# [Point-per-instance localization data]
= = = =

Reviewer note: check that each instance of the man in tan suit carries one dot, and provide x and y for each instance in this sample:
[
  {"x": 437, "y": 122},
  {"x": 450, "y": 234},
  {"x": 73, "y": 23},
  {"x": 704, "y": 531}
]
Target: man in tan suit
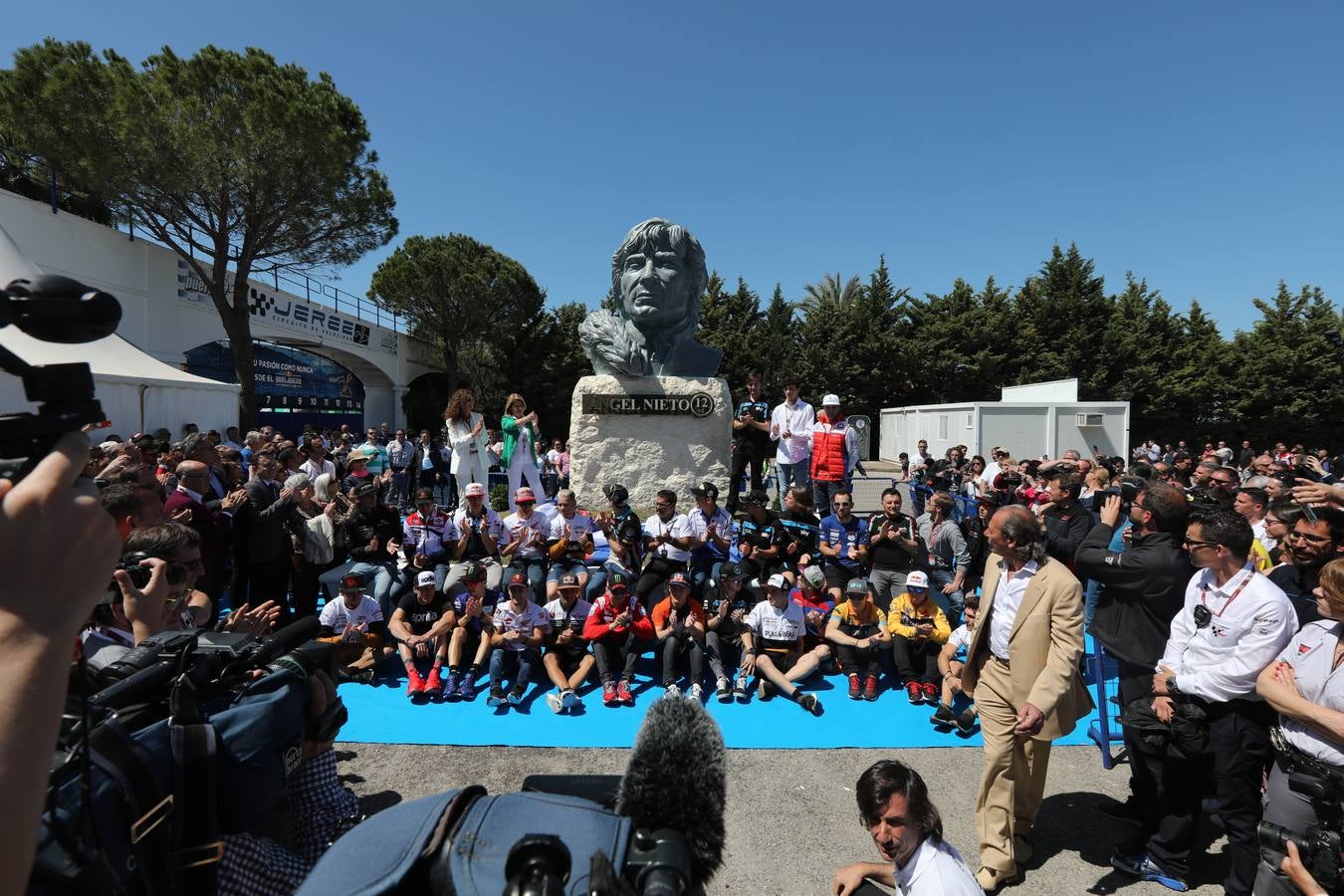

= = = =

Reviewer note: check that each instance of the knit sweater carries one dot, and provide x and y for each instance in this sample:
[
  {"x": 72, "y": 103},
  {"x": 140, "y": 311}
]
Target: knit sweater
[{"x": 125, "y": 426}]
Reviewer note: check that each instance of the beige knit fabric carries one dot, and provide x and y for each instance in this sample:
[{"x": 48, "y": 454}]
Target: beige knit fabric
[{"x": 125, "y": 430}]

= = = =

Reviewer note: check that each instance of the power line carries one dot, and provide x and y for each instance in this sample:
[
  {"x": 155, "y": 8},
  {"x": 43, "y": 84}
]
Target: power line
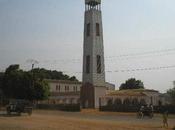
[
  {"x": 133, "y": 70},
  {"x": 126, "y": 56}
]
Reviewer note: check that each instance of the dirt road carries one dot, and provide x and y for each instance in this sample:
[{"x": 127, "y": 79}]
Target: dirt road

= = = =

# [What you will do]
Scanning the data above, copy out every line where "provide" is found.

# [Result of the task]
Reviewer note: check that each instance of the man in tan suit carries one dot, and provide x and y for each instance in this sample:
Reviewer note: check that each instance of the knit sweater carries one dot, and provide x and y for each instance in this sample:
Reviewer note: check that each instance of the beige knit fabric carries one dot, and provide x and y for each instance in this sample:
Reviewer note: check that each instance of the power line carries one dot, and provide x and y for each instance in this sample:
Reviewer note: check that each instance of the dirt road carries one dot, and provide x and y for each instance in this sample:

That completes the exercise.